» **What the task asks**
This task calls for printing every entry exactly.

[Data extract Boundary: Start]

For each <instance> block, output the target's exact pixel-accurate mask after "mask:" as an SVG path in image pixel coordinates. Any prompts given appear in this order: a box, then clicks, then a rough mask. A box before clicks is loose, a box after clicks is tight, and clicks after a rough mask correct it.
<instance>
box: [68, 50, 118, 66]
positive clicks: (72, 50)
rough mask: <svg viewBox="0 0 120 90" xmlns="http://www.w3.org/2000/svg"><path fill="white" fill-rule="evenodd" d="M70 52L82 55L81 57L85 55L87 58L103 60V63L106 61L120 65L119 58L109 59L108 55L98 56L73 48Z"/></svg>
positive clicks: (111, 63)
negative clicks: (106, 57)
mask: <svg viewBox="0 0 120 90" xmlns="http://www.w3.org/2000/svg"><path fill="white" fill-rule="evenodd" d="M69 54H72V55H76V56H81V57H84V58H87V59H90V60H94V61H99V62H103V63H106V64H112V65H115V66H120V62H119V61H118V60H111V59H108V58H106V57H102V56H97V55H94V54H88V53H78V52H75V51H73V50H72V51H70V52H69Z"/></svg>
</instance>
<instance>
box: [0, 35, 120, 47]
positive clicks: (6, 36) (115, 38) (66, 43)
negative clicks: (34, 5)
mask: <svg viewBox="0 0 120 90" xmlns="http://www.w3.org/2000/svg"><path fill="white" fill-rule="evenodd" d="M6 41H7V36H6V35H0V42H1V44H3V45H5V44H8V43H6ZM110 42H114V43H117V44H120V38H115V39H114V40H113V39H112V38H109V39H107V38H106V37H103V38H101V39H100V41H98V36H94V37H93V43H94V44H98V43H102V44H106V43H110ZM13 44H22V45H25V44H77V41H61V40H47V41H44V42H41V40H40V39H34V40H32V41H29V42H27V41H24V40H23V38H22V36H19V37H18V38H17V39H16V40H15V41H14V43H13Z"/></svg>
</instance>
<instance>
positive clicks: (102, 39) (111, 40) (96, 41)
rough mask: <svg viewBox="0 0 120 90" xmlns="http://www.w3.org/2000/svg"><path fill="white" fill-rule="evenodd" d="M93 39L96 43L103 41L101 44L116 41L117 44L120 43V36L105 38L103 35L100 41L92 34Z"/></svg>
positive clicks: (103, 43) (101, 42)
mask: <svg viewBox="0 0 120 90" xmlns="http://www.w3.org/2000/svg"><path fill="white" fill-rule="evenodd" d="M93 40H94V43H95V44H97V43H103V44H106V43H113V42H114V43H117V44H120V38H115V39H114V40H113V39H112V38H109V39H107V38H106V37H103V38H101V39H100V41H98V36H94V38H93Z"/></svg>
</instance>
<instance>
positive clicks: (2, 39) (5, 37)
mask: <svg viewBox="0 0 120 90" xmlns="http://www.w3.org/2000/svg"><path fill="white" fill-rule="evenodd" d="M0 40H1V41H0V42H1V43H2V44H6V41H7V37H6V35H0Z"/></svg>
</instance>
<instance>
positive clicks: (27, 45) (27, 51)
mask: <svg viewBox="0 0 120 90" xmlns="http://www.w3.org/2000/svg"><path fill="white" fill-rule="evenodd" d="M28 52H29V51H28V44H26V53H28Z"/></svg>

[Data extract Boundary: End]

» **Task result**
For each <instance> block, output the target's exact pixel-accurate mask after "mask:" as an SVG path in image pixel coordinates. Any prompts given appear in this order: a box, then clicks, then a rough mask. A box before clicks is loose, a box after clicks is tight, and clicks after a rough mask correct it.
<instance>
box: [68, 50, 118, 66]
positive clicks: (72, 50)
rough mask: <svg viewBox="0 0 120 90" xmlns="http://www.w3.org/2000/svg"><path fill="white" fill-rule="evenodd" d="M70 52L82 55L81 57L85 55L87 58L103 60V63L106 61L120 65L119 58L109 59L108 55L98 56L73 48Z"/></svg>
positive clicks: (111, 63)
negative clicks: (106, 57)
mask: <svg viewBox="0 0 120 90" xmlns="http://www.w3.org/2000/svg"><path fill="white" fill-rule="evenodd" d="M69 54H72V55H76V56H81V57H84V58H87V59H90V60H94V61H99V62H103V63H106V64H112V65H115V66H120V62H119V61H118V60H111V59H108V58H106V57H102V56H97V55H94V54H88V53H78V52H75V51H73V50H72V51H70V52H69Z"/></svg>
</instance>
<instance>
box: [0, 35, 120, 47]
positive clicks: (6, 36) (115, 38) (66, 43)
negative clicks: (34, 5)
mask: <svg viewBox="0 0 120 90" xmlns="http://www.w3.org/2000/svg"><path fill="white" fill-rule="evenodd" d="M6 41H7V36H6V35H0V42H1V44H3V45H5V44H8V43H6ZM110 42H114V43H117V44H120V38H115V39H114V40H113V39H112V38H109V39H107V38H106V37H103V38H101V39H100V41H98V36H94V37H93V43H94V44H98V43H102V44H106V43H110ZM13 44H22V45H25V44H77V41H61V40H47V41H44V42H41V40H40V39H34V40H32V41H29V42H27V41H24V40H23V38H22V36H19V37H18V38H17V39H16V40H15V41H14V43H13Z"/></svg>
</instance>
<instance>
positive clicks: (102, 39) (111, 40) (96, 41)
rough mask: <svg viewBox="0 0 120 90" xmlns="http://www.w3.org/2000/svg"><path fill="white" fill-rule="evenodd" d="M93 39L96 43L103 41L101 44L116 41L117 44L120 43V36L105 38L103 35L100 41L92 34Z"/></svg>
positive clicks: (103, 43) (101, 42)
mask: <svg viewBox="0 0 120 90" xmlns="http://www.w3.org/2000/svg"><path fill="white" fill-rule="evenodd" d="M93 40H94V43H95V44H97V43H103V44H106V43H113V42H114V43H117V44H120V38H115V39H114V40H113V39H112V38H109V39H107V38H106V37H103V38H101V39H100V41H98V36H94V38H93Z"/></svg>
</instance>
<instance>
positive clicks: (2, 39) (5, 37)
mask: <svg viewBox="0 0 120 90" xmlns="http://www.w3.org/2000/svg"><path fill="white" fill-rule="evenodd" d="M0 40H1V41H0V42H1V43H2V44H6V41H7V37H6V35H0Z"/></svg>
</instance>
<instance>
positive clicks: (27, 45) (27, 51)
mask: <svg viewBox="0 0 120 90" xmlns="http://www.w3.org/2000/svg"><path fill="white" fill-rule="evenodd" d="M28 52H29V51H28V44H26V53H28Z"/></svg>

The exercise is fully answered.